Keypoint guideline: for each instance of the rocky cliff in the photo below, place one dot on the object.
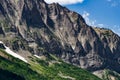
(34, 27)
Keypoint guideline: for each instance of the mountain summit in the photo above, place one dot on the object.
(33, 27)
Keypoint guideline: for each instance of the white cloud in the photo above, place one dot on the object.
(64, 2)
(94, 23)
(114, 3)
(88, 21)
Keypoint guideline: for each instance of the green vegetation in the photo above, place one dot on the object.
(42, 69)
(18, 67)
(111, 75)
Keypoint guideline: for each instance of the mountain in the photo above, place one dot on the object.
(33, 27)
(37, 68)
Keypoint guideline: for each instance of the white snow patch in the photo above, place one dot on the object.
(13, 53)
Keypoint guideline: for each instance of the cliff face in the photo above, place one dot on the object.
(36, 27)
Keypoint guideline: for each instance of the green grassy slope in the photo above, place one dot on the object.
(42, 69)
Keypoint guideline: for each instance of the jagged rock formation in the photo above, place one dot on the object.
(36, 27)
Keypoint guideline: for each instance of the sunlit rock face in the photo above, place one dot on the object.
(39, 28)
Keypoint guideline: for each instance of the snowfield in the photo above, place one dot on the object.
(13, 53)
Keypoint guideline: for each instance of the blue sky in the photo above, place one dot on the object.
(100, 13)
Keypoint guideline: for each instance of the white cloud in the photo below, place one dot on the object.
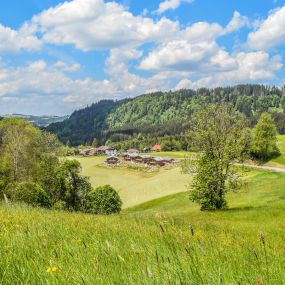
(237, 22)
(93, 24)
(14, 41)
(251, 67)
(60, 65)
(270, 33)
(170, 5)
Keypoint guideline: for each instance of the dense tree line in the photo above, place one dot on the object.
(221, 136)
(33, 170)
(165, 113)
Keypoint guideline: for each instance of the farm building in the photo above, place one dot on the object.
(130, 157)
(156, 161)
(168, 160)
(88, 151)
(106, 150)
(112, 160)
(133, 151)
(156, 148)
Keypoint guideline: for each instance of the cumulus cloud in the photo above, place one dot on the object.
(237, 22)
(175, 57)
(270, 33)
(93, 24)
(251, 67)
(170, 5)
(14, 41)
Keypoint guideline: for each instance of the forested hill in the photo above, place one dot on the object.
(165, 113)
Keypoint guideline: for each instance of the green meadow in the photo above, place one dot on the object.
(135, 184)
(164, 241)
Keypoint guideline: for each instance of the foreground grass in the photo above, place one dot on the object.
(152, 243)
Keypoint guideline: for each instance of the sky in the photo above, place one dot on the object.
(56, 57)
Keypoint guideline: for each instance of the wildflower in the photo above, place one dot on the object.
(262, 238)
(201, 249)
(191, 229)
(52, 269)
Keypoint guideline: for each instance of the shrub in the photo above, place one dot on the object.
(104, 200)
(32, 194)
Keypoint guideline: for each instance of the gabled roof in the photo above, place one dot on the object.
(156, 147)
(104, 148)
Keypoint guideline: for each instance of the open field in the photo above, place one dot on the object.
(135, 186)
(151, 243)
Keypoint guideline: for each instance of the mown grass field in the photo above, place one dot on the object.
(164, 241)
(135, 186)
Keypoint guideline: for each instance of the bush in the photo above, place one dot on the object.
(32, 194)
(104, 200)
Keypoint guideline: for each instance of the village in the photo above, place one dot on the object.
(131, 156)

# STATED EXERCISE:
Format the part of the items that opens with the line containing "Keypoint guideline: for each instance of the bush" and continues through the final line of the items as a Markdown table with the columns Entry and Content. Number each line in the Entry column and skip any blank lines.

# OUTPUT FOR THIS TASK:
| Entry | Content |
|---|---|
| 1 | Keypoint guideline: for each instance of the bush in the photo above, place one dot on the object. |
| 2 | (32, 194) |
| 3 | (104, 200) |
| 4 | Keypoint guideline: for each instance of the village in the photo above, place one dot on the object. |
| 5 | (131, 156) |